* [Görev A]
Lozan yazısındaki "Yani, kronolojik bilgileri sıralamak Tarih Bilimi yapmaya yeterli değildir." cümlesini İngilizceye çevir.
* [Görev B]
Lozan yazısındaki Tarih Felsefesi tanımında, kronolojik tarih bilgileri aktarılırken yapıldığı belirtilen işlerin tamamını sırala.
* [Görev C]
Lozan yazısında "Kronolojik olarak sıralanan" ifadesinden "çekici hale gelmektedir." ifadesine kadar uzanan bölümü aynen çıkar.

─── Metin Alıntısı ───

Lozan 3

92

İki Lozan yazısından sonra üçüncüyü yazmak gerektiği için bu konuyu da Lozan olarak seçtim. Aslında, Lozan konusu 2-3 makale ile anlatılması zor bir konu ama daha fazla uzatmayı da uygun görmüyorum.

İki haftadan beri yazdığım Lozan konusunun bu kadar ilgi çekmesinin nedeni nedir diye sorduğumuzda, bu sorunun cevabını, yazıların, Tarih Felsefesine uygun olarak yazılmasında aramak gerektir.

Ne demek Tarih Felsefesi?

Kronolojik olarak sıralanan tarih bilgilerini, sorgulamaya, araştırmaya, incelemeye, bağlantılar kurmaya ve yaşanan dönemi anlamaya çalışarak aktarmak ve ortaya koymaktır.

Yani, kronolojik bilgileri sıralamak Tarih Bilimi yapmaya yeterli değildir. Tarih Bilimi, Tarih Felsefesi yapılarak daha anlamlı ve daha anlaşılır hale gelir. En azından ben bir TARİHÇİ olarak böyle düşünüyorum. Bana göre, Tarih Felsefesi yapılarak aktarılan tarih bilgileri, dinleyen ve okuyanlar açısından daha ilgi çekici hale gelmektedir.

─── Sağlanan Kayıtlar ───

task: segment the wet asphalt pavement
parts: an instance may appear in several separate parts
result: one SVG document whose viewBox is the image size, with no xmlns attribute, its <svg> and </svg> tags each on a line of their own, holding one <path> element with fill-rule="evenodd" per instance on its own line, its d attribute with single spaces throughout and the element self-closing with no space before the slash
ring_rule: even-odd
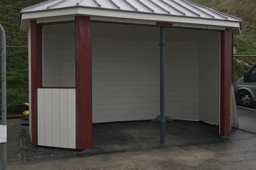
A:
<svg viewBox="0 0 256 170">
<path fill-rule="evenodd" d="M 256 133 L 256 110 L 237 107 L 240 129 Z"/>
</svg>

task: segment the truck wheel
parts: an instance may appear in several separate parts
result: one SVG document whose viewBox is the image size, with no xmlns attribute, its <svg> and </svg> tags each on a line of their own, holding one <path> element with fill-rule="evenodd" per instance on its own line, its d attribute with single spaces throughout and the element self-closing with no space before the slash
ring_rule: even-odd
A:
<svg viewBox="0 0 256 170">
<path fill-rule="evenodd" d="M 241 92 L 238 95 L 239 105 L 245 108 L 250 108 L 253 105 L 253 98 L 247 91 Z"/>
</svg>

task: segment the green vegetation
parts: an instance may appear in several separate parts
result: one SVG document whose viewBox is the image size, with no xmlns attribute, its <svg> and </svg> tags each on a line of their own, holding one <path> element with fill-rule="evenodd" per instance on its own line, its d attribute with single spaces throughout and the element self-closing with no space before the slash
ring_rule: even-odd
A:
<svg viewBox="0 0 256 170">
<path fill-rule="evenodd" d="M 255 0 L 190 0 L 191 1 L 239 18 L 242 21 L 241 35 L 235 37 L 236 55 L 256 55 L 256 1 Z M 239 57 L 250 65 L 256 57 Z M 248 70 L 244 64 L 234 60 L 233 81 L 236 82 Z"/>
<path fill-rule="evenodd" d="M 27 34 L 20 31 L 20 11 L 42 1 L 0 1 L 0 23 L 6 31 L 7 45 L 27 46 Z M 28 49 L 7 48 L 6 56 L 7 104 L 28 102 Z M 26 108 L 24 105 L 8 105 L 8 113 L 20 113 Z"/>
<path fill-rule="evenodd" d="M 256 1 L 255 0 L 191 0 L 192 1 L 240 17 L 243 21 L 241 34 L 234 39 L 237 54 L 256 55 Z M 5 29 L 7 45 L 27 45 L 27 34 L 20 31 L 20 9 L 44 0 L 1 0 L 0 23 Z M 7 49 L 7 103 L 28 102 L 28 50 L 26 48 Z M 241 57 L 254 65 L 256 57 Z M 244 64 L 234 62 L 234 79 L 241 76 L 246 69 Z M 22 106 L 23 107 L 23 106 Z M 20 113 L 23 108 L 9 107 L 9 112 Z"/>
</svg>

───
─── Sağlanan Kayıtlar ───

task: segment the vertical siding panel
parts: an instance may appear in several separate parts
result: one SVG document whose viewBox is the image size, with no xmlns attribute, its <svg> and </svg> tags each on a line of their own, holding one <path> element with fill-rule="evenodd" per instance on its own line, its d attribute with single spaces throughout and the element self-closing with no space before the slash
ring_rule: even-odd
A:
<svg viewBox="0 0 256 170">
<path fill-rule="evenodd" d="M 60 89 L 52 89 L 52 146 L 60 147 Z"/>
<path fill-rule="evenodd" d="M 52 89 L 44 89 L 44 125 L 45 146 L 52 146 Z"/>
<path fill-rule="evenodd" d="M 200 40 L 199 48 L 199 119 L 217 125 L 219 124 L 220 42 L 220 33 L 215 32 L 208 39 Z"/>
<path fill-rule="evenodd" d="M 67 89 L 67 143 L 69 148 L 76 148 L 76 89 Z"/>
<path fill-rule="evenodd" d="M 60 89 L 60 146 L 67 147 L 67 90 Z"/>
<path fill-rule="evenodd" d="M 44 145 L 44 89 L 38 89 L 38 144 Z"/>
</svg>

───
─── Sağlanan Kayıtlar ───

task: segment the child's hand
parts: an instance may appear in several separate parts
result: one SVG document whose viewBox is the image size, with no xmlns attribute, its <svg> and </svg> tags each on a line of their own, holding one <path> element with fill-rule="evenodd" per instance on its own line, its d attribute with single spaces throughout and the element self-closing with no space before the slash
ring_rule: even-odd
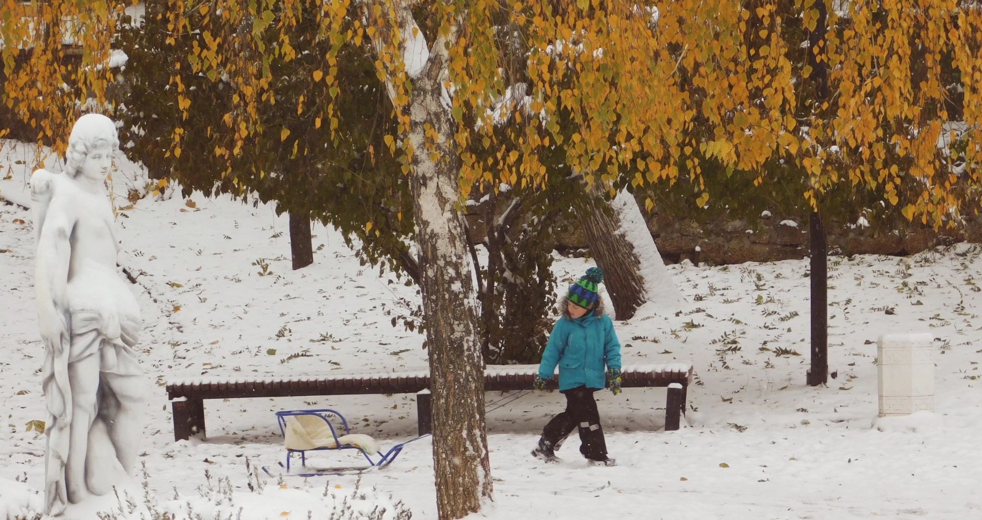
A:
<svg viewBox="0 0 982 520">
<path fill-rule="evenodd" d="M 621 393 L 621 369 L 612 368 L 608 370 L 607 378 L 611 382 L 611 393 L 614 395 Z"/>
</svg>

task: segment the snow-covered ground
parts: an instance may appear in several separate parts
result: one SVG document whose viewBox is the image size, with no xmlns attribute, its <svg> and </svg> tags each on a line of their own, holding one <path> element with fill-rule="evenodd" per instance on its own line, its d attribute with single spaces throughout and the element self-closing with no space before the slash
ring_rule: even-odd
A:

───

* [Doğru Sonuç A]
In other words, listing chronological information is not enough to practice the Science of History.

* [Doğru Sonuç B]
- sorgulama
- araştırma
- inceleme
- bağlantılar kurma
- yaşanan dönemi anlamaya çalışma

* [Doğru Sonuç C]
Kronolojik olarak sıralanan tarih bilgilerini, sorgulamaya, araştırmaya, incelemeye, bağlantılar kurmaya ve yaşanan dönemi anlamaya çalışarak aktarmak ve ortaya koymaktır.

Yani, kronolojik bilgileri sıralamak Tarih Bilimi yapmaya yeterli değildir. Tarih Bilimi, Tarih Felsefesi yapılarak daha anlamlı ve daha anlaşılır hale gelir. En azından ben bir TARİHÇİ olarak böyle düşünüyorum. Bana göre, Tarih Felsefesi yapılarak aktarılan tarih bilgileri, dinleyen ve okuyanlar açısından daha ilgi çekici hale gelmektedir.